───── Document ─────

Bandgap reference voltage generators (alternatively referred to as bandgap reference circuits) are used in a wide variety of electronic circuits, such as wireless communications devices, memory devices, voltage regulators, etc. A bandgap reference circuit often supplies an output voltage that is relatively immune to changes in input voltage or temperature.
A bandgap reference circuit is typically adapted to use the temperature coefficients associated with physical properties of the semiconductor devices disposed therein to generate a nearly temperature-independent reference voltage. A bandgap reference circuit operates on the principle of compensating the negative temperature coefficient of VBE—which is the base-emitter voltage of a bipolar transistor—with the positive temperature coefficient of the thermal voltage VT. In its most basic form, the VBE voltage is added to a scaled VT voltage using a temperature-independent scale factor K to supply the reference voltage Vref, as shown below:
Vref=VBE+K*VT (1)
Because voltage signals VBE and VT exhibit opposite-polarity temperature drifts, parameter K may be selected such that voltage Vref is nearly independent. As is known to those skilled in the art, thermal voltage VT is equal to kT/q, where, where k is Boltzmann's constant, T is the absolute temperature in degrees Kelvin, and q is the electron charge.
In addition to being temperature independent, a bandgap reference circuit is ideally also adapted to supply a substantially stable and unchanging output reference voltage despite variations in the input voltage levels received by or the capacitive loading applied to the bandgap circuit. Accordingly, an ideal bandgap reference circuit output is also immune to ripples or noise that is typically present in the power source supplying voltage to the bandgap reference circuit. However, most bandgap reference circuits exhibit non-ideal characteristics. One measure of the ability of a bandgap reference circuit to suppress or reject such supply ripple or noise voltages is referred to as the power supply ripple rejection (PSRR).
The growth in demand for battery-operated portable electronic devices, such as wireless communications devices and personal digital assistance devices, has brought to the fore need to develop low voltage, low power systems. For instance, many portable wireless systems are being designed to operate using batteries that supply, for example, 1.3 volts. Designing a bandgap reference circuit adapted to operate at such low voltages poses a challenging task.

─────

_Exercise task A_: Condense the paragraph of the bandgap reference text that begins "The growth in demand" into a short bulleted list that keeps its main facts.
_Exercise task B_: Pull out every line of the entries that contains the word "blonde".
These entries have no connection to the bandgap reference text.

───── Data extract ─────

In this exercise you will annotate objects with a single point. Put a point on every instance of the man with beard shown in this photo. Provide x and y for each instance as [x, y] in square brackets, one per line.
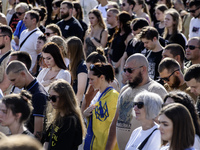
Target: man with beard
[69, 26]
[171, 74]
[124, 122]
[194, 9]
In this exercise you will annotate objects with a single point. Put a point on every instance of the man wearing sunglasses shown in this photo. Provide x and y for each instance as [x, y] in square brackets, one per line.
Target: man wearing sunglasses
[193, 51]
[194, 9]
[20, 77]
[171, 74]
[20, 10]
[192, 78]
[124, 122]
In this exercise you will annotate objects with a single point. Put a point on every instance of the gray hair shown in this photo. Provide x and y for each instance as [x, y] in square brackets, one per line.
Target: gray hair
[152, 103]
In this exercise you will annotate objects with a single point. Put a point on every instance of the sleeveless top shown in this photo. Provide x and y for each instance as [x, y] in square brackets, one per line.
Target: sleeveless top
[90, 46]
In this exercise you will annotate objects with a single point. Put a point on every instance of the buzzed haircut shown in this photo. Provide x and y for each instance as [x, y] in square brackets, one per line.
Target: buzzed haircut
[23, 57]
[6, 30]
[175, 50]
[113, 10]
[69, 4]
[15, 66]
[168, 63]
[148, 33]
[192, 73]
[33, 15]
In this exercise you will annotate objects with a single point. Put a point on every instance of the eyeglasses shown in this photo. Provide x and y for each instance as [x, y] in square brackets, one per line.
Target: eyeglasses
[19, 13]
[191, 47]
[48, 34]
[123, 4]
[167, 78]
[52, 98]
[193, 11]
[138, 104]
[130, 70]
[92, 66]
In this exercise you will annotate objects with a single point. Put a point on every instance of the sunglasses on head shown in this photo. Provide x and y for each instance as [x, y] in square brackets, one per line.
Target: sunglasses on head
[19, 13]
[138, 104]
[191, 47]
[167, 78]
[130, 70]
[193, 11]
[53, 98]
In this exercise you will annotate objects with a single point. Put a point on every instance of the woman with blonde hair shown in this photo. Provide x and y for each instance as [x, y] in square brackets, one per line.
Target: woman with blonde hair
[173, 27]
[77, 66]
[96, 35]
[67, 128]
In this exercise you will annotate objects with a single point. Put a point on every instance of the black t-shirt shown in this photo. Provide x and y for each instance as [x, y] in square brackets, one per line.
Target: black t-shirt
[71, 27]
[67, 135]
[154, 59]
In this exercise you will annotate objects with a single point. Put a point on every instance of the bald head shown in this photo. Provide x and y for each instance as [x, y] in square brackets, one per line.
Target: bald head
[138, 59]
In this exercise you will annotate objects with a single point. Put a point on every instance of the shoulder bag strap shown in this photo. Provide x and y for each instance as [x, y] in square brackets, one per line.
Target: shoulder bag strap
[145, 141]
[4, 56]
[27, 38]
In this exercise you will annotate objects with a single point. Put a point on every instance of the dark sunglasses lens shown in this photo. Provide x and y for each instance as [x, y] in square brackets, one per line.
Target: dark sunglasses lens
[52, 98]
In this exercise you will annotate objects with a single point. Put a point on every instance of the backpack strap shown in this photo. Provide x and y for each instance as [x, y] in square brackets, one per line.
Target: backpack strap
[145, 141]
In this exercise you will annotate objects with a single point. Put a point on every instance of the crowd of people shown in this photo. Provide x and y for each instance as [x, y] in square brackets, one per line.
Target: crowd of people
[100, 74]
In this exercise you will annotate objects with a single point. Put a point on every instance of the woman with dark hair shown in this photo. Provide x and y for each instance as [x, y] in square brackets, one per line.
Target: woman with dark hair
[77, 66]
[56, 68]
[55, 17]
[141, 10]
[147, 106]
[78, 14]
[187, 101]
[120, 41]
[160, 16]
[52, 29]
[102, 109]
[15, 110]
[67, 128]
[96, 35]
[176, 127]
[173, 27]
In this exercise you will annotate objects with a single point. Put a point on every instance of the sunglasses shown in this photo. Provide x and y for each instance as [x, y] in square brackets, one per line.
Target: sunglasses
[138, 104]
[19, 13]
[193, 11]
[167, 78]
[191, 47]
[48, 34]
[130, 70]
[52, 98]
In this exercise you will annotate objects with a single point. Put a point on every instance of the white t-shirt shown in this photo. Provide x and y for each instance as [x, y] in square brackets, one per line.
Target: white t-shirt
[194, 30]
[30, 44]
[62, 74]
[139, 135]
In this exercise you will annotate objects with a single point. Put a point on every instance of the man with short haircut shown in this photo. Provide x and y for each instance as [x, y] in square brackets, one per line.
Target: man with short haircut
[28, 40]
[192, 78]
[112, 21]
[69, 25]
[20, 77]
[170, 72]
[194, 9]
[150, 37]
[176, 52]
[193, 51]
[124, 122]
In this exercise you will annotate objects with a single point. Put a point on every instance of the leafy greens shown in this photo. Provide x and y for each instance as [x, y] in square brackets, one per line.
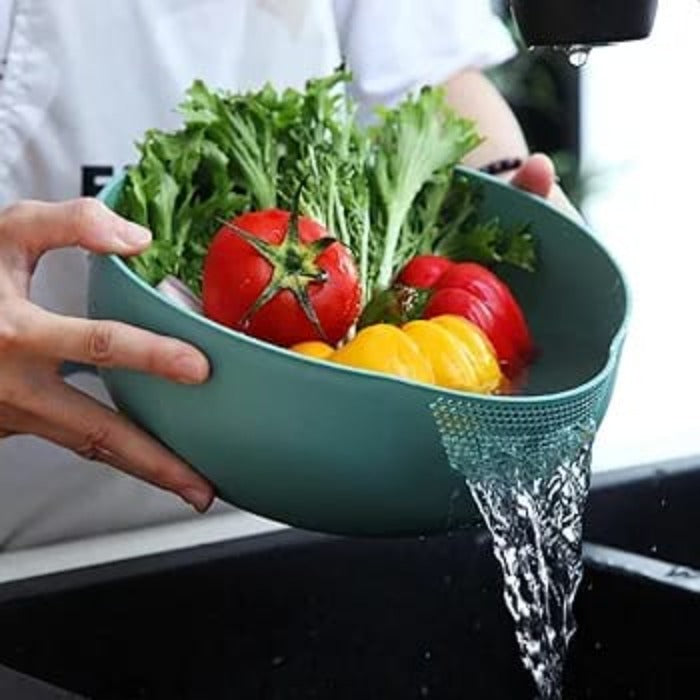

─────

_Task result A_:
- Rising demand for battery-operated portable electronic devices, such as wireless communications devices and personal digital assistance devices, has created a need for low voltage, low power systems.
- Many portable wireless systems are being designed to run on batteries that supply, for example, 1.3 volts.
- Designing a bandgap reference circuit that works at such low voltages is a challenging task.

_Task result B_:
In this exercise you will annotate objects with a single point. Put a point on every instance of the woman with blonde hair shown in this photo. Provide x and y for each instance as [x, y] in square brackets, one per line.
Target: woman with blonde hair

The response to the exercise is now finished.